> Dataset excerpts on object pointing:
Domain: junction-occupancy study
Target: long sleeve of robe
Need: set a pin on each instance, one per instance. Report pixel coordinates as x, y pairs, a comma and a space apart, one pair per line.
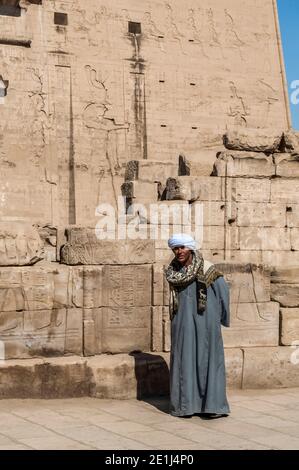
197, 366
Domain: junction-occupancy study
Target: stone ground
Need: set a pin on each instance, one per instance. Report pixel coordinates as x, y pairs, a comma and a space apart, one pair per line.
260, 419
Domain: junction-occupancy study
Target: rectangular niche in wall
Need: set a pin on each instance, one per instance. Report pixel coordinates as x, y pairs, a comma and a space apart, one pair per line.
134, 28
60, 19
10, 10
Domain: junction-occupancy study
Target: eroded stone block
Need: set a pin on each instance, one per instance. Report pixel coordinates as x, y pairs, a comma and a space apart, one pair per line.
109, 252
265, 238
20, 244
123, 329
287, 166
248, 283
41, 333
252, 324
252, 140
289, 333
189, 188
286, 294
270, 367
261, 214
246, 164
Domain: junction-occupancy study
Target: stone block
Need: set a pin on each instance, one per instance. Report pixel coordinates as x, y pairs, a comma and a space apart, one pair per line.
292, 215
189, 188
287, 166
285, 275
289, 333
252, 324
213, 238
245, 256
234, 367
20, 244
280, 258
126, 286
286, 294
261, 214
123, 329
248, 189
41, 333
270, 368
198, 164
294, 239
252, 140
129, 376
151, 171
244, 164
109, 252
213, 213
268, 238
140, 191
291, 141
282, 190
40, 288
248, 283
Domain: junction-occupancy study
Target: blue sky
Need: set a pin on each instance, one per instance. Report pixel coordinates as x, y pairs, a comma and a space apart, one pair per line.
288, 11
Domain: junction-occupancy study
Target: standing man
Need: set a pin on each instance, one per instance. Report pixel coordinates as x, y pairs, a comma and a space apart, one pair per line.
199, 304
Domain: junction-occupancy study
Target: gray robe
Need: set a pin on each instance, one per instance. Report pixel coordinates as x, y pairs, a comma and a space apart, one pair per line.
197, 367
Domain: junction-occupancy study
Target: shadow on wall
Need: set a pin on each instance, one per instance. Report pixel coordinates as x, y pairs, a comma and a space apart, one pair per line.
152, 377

> Task instructions:
Extract the entries in full, exactly as they are, minus the pictures.

> Full response:
Domain: junction-occupancy study
Target: long sleeve of robe
Need: set a pin on each instance, one per instance. Report pixel coordinates as x, y pairs, a comma and a space apart, one pair per line.
197, 366
Domain: junction-occupancy study
Target: stone ground
Need: set a pin on each instance, one per instance. Report pixel coordinates as x, y pairs, a comma and a space apart, one pair per line.
260, 419
Domain: junction-occupancy study
Target: rectangular niche in wall
Need: set a pin on each instance, one per instance. Report pixel coordinates as x, y pairs, a comma and a space apart, one pair per line.
134, 28
60, 19
10, 10
Domain: junction-occupancy study
Target: eroded stone block
Need: set a pin on each instance, one per instance. Report pixel coordinates as x, y pairs, a comma and a space apart, one pair per line.
109, 252
265, 238
20, 244
123, 329
287, 166
248, 283
41, 333
252, 324
252, 140
289, 333
189, 188
286, 294
270, 367
261, 214
246, 164
Domain: junction-occupancy study
Target: stone block
Need: set a pin on each instance, one per instance. Report pixel coordinates as x, y pairs, a comma and a space apart, one pair per line.
292, 215
189, 188
287, 166
285, 275
289, 333
252, 324
213, 238
245, 256
234, 367
20, 244
280, 258
126, 286
286, 294
261, 214
123, 329
248, 189
41, 333
270, 368
198, 164
294, 239
252, 140
129, 376
151, 171
244, 164
109, 252
213, 213
268, 238
140, 191
291, 141
282, 190
40, 288
248, 283
Domain: junction-occupancy study
Target: blue sky
Need: set a pin on each instance, one per instance. Report pixel coordinates as x, y pairs, a comma and a space apart, one pair per line.
288, 11
Domain: junction-occupancy study
Target: standing man
Need: set a pin on each instance, one per instance. Report pixel coordinates as x, y pairs, a comma and a space apart, one pair per line.
199, 304
Domain: junction-occupancy study
Target: gray robe
Need: set a pin on each instance, one per instance. Report pixel coordinates as x, y pairs, a comma and a space apart, one pair per line.
197, 367
Domain: junction-occupancy study
Target: shadow on wall
Need: set a pin on each instance, one per instance. Report pixel coordinates as x, y pairs, a comma and a space apart, one pair per line.
152, 377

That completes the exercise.